▸ Consigne de travail A
Recopiez, dans la tribune sur l'avenir du Sahel après Barkhane, le passage qui s'ouvre sur les mots contenant « Après Barkhane, quel » et se clôt sur « de l’espace sahélien. ».
▸ Consigne de travail B
Pouvez-vous poursuivre la tribune sur l'avenir du Sahel après Barkhane à partir de sa dernière phrase ?

ANALYSES

Après Barkhane, quel avenir pour le Sahel ?

Tribune
23 mars 2021
Par le général Bruno Clément-Bollée, général de corps d’armée en 2e section, consultant international sur l’Afrique, ancien directeur de la coopération de sécurité et de défense au ministère de l’Europe et des Affaires étrangères


Le sujet est difficile et délicat. Sa formulation, mettant sur un même plateau la force Barkhane et l’avenir du Sahel, laisse planer une certaine prédominance de la dimension sécuritaire sur la question sahélienne. Il n’en est évidemment rien, mais cela tend à montrer que le sujet très pesant de « Barkhane » contribue à brouiller ou orienter quelque peu la libre réflexion sur l’avenir de l’espace sahélien.

Barkhane et son évolution : une vision sécuritaire à replacer dans une stratégie globale

 Un rappel de sa mission s’impose, et donc du sens de la présence militaire française au Sahel. Il s’agit bien de lutter contre le djihadisme.

▸ Lignes extraites
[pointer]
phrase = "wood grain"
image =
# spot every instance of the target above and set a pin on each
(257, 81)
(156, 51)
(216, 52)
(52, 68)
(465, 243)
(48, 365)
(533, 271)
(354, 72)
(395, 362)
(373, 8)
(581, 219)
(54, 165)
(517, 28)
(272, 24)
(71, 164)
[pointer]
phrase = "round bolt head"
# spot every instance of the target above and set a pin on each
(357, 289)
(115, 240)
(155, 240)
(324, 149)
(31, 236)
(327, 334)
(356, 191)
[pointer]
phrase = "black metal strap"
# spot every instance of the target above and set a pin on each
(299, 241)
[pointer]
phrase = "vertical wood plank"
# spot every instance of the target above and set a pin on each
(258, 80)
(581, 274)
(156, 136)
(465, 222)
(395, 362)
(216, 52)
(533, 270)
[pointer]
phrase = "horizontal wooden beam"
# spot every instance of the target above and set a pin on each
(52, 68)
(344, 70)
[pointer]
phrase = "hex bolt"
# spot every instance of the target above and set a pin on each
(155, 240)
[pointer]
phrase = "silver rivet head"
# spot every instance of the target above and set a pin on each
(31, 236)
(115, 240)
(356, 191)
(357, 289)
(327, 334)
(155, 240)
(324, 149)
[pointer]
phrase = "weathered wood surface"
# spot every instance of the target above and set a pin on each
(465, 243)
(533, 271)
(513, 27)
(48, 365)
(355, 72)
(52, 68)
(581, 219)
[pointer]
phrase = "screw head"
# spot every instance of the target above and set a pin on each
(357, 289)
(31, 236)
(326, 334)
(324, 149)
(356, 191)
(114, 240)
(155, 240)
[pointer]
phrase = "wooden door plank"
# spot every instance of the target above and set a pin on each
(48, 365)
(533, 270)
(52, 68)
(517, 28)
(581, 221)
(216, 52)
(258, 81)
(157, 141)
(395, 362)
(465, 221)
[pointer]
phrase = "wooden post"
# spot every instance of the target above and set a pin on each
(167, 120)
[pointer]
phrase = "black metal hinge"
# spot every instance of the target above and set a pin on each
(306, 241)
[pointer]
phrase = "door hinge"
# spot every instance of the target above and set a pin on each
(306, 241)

▸ Résultat attendu A
Après Barkhane, quel avenir pour le Sahel ?

Tribune
23 mars 2021
Par le général Bruno Clément-Bollée, général de corps d’armée en 2e section, consultant international sur l’Afrique, ancien directeur de la coopération de sécurité et de défense au ministère de l’Europe et des Affaires étrangères


Le sujet est difficile et délicat. Sa formulation, mettant sur un même plateau la force Barkhane et l’avenir du Sahel, laisse planer une certaine prédominance de la dimension sécuritaire sur la question sahélienne. Il n’en est évidemment rien, mais cela tend à montrer que le sujet très pesant de « Barkhane » contribue à brouiller ou orienter quelque peu la libre réflexion sur l’avenir de l’espace sahélien.

▸ Résultat attendu B
En 2013, à la demande des autorités maliennes et en accord avec les pays voisins, la France est intervenue pour barrer la route à une force djihadiste menaçant la capitale du Mali. L’opération Serval fut alors déclenchée, force de reconquête du terrain, elle-même très vite remplacée, en 2014, par Barkhane, force occupant le terrain pourpoursuivre la lutte contre les djihadistes.

Pour autant, Barkhane n’a pas pour vocation à rester indéfiniment, elle s’inscrit dans la stratégie suivante :

– stopper l’avancée djihadiste ;

– constituer une coalition et la renforcer progressivement pour éradiquer le djihadisme

– replacer l’action sécuritaire dans une stratégie globale incluant notamment le développement et visant au retour de la paix et de la sécurité au Sahel ;

– transférer progressivement la responsabilité de la lutte contre le djihadisme aux forces locales après avoir participé à leur renforcement opérationnel.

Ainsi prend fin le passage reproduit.